- Brief -
Reproduce, word for word, the stretch of entries below from the line containing "task | locate a point on every instance of the glass" through the line containing "x=458 y=155".

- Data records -
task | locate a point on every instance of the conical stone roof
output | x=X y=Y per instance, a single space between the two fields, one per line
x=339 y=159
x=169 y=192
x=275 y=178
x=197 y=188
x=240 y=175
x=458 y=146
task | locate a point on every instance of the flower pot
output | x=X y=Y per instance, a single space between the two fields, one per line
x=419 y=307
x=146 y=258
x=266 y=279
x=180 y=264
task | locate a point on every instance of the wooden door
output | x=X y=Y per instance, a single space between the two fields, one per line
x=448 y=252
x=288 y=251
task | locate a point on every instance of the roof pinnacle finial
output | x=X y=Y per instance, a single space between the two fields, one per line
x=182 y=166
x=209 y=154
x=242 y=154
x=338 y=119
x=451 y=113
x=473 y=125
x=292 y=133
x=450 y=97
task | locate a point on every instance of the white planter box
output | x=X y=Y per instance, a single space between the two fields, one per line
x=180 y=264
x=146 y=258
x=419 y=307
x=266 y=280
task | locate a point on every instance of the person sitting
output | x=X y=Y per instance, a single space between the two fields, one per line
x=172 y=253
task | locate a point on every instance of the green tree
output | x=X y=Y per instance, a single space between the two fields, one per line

---

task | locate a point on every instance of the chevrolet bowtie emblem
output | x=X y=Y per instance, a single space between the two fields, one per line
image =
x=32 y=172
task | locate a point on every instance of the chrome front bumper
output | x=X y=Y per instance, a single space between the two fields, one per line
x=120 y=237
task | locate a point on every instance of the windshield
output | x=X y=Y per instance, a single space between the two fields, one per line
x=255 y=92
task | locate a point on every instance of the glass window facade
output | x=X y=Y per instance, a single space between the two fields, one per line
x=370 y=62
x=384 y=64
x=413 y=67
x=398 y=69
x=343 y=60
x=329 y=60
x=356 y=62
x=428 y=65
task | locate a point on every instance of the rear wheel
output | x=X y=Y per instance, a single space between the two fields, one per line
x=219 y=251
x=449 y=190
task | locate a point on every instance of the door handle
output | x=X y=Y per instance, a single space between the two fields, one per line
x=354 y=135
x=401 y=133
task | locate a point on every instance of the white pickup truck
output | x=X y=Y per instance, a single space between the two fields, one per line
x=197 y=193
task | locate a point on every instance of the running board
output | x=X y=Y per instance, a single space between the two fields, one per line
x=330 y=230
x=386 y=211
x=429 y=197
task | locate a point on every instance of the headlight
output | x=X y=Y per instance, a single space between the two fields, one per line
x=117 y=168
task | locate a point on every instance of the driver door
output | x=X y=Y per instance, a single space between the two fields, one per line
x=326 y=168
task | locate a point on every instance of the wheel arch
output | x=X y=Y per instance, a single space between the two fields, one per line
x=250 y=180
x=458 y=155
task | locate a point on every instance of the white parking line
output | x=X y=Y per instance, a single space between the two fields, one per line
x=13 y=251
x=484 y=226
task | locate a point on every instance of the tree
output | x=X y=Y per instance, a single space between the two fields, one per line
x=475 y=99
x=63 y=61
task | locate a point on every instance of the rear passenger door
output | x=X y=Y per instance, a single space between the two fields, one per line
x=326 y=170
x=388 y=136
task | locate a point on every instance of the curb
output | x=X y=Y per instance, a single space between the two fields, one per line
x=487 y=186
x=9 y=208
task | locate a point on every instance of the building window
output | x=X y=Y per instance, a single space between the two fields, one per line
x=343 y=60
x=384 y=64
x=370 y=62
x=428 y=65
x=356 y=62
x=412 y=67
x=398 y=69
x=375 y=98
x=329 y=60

- Response to this task -
task | locate a point on every instance of the glass window facade
output | x=X y=Y per instance, a single space between the two fields, one per line
x=370 y=62
x=384 y=64
x=413 y=67
x=398 y=69
x=343 y=60
x=329 y=60
x=356 y=62
x=428 y=65
task | locate a point on every instance of the rear wheel
output | x=X y=Y per instance, a single space between the two fields, one per line
x=219 y=251
x=449 y=190
task | locate a point on every instance of the door handle
output | x=X y=Y per instance, a single space between the two fields, one per line
x=354 y=135
x=401 y=133
task | locate a point on every instance of the white pickup truck
output | x=X y=Y per instance, a single space between the two fields, one per line
x=197 y=193
task | locate a point on every instance of the running board
output | x=X y=Y per instance, a single space between the two fields, one per line
x=330 y=230
x=386 y=211
x=429 y=197
task | locate a point on every instance of the headlight
output | x=X y=Y per instance, a single space between the two fields, one per line
x=117 y=168
task | locate a point on every instance of the driver door
output | x=X y=Y per instance, a single space between the two fields, one per line
x=326 y=168
task | locate a point on every instance of the wheel arch
output | x=X y=Y per instance, a single space between the two fields, one per line
x=250 y=180
x=458 y=155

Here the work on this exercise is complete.